(Records contained in a dataset)
──────────────────────────────
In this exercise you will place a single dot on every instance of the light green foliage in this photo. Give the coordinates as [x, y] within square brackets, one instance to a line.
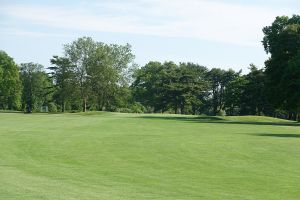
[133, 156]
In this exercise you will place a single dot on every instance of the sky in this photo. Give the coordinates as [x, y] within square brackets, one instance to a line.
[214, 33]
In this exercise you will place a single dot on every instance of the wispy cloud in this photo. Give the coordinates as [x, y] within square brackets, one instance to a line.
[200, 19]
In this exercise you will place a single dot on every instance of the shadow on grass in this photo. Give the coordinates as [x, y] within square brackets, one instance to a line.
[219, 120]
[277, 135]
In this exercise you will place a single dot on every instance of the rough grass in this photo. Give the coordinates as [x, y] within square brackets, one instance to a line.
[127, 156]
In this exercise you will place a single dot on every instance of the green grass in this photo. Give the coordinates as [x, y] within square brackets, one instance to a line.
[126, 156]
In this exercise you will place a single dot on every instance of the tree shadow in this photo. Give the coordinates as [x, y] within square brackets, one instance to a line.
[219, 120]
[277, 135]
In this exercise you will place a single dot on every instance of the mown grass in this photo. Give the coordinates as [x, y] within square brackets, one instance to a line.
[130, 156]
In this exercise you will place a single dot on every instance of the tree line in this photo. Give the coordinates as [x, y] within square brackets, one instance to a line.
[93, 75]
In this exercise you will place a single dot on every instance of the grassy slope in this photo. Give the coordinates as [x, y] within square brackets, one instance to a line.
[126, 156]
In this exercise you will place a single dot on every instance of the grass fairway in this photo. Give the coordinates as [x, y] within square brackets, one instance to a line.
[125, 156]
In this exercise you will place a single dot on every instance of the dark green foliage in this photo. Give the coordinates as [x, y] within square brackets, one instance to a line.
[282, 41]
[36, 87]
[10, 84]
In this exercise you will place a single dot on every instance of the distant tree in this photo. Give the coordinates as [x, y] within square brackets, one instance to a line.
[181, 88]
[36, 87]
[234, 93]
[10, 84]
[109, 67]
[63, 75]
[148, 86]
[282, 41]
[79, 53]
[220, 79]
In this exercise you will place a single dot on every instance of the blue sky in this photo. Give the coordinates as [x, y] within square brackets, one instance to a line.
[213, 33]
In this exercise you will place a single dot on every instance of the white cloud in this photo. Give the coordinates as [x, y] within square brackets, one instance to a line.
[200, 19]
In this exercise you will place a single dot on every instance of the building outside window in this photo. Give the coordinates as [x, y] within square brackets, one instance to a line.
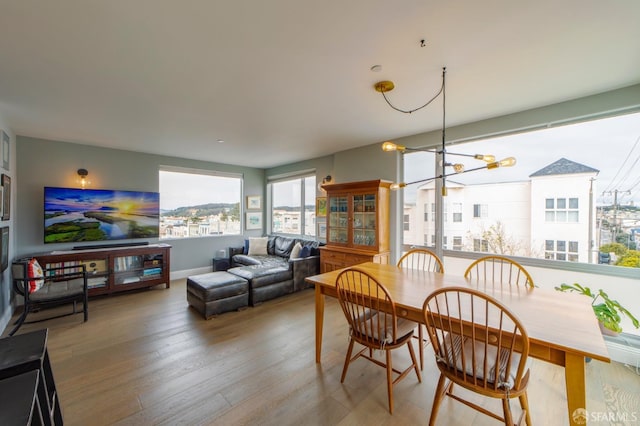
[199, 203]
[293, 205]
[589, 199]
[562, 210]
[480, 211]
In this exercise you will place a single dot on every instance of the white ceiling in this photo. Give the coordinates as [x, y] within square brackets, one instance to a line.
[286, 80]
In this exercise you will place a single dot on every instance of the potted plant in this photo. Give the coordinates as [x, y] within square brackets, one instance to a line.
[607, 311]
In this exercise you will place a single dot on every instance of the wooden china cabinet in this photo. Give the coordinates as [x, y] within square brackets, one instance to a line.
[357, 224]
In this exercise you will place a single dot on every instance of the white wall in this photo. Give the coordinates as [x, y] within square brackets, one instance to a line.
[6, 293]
──────────────────────────────
** Your task **
Copy every entry exactly; drop the pictures.

** Task response **
In this exercise you will place a single dot on every instance of the light green foliage in this photo. Give the coordinates as [x, y] within square brackets, one instance to a line.
[133, 156]
In this exercise you will place a single dot on every instance of the sky in this photo. Give the coordinates as [x, y] within square brackets, one instance to a line.
[214, 33]
In this exercise you will place a single dot on every instance of the wispy cloud in this photo. Give the coordinates as [x, y] within square brackets, one instance to a line.
[200, 19]
In this exercise you will place a single dot on every instance of the shadow on grass in this photo. Give the coordinates as [x, y] within square brackets, one instance to a line.
[219, 120]
[277, 135]
In this exercise you will place a single dot on every instance of the rough grass in this photo. Give the coordinates as [x, y] within square brackets, one instance to a line.
[127, 156]
In this exercise you will place a single dot on every instance of the green grass in this photo. Give the coordinates as [x, y] within square brackets, one instance to a line.
[126, 156]
In this exercise you will place a single dot on every instance of the tree shadow in this photo. Give the coordinates as [x, y] within square brackets, one instance to a line.
[219, 120]
[277, 135]
In this exercise you will place a single dot on every instance of the mown grass in this photo. Give the coordinates as [x, y] within square brackets, one instance to a line.
[130, 156]
In this exercise you will place a single dot on every instance of the tree line in this photo. Give the coordinates as [x, y] within square brackets, one instance to a line.
[93, 75]
In this exercise you will place a single dot on every instance of the grassy slope in this photo. Give the coordinates as [x, y] within square brackets, one instance to a line.
[126, 156]
In this exercise you will place a single dot on every instance of the grass fairway in this photo. Give the coordinates as [x, y] within square brackets, one instance to a line.
[125, 156]
In this exercise you will place a single dot on every instance of the dark green foliage in this photo. Give the coordinates as [x, y] within square brackets, one instance to a line.
[282, 41]
[36, 87]
[10, 84]
In this exercise you will place a single dot on every instance of the distant tree in this photo. Give the coordinates as [x, y] within square brackets, one instance to a line.
[181, 88]
[36, 87]
[234, 93]
[10, 84]
[109, 67]
[63, 75]
[148, 86]
[282, 41]
[79, 53]
[220, 79]
In this exercise you will place a single dot on every instance of the blue sky in this photo. Give the coordinates as [x, y] within square brackets, one instance to a line.
[213, 33]
In this exercise you will place a single dot on every instance of the white cloud in this photo. Give the coordinates as [x, y] within square brackets, one instance to a line.
[200, 19]
In this exercise you will place a single dot on every instance of the building outside window in this photo. Give the coordinates as [x, y] within square brackets, one instance to a line.
[199, 203]
[293, 205]
[589, 199]
[562, 210]
[480, 211]
In this exercise you will place a single dot on every instance of the white ceiling in this photo. Give the coordinates as [x, y] within square brackets, one instance to a line.
[286, 80]
In this exercise you will place a single dot on every instance of the potted plant in this photo. Give the coordinates as [x, y] within square brackets, one instance to a line.
[607, 311]
In this exercise you will place a single dot on every instance of the wooden china cabinet in this photo. Give the coordinates as [x, y] within square brackets, one instance to a line.
[357, 224]
In this exercise you will place a single dot on every instance of the white wall in this photo. Give the coordinates as [x, y] within square brackets, one instance to a line.
[6, 293]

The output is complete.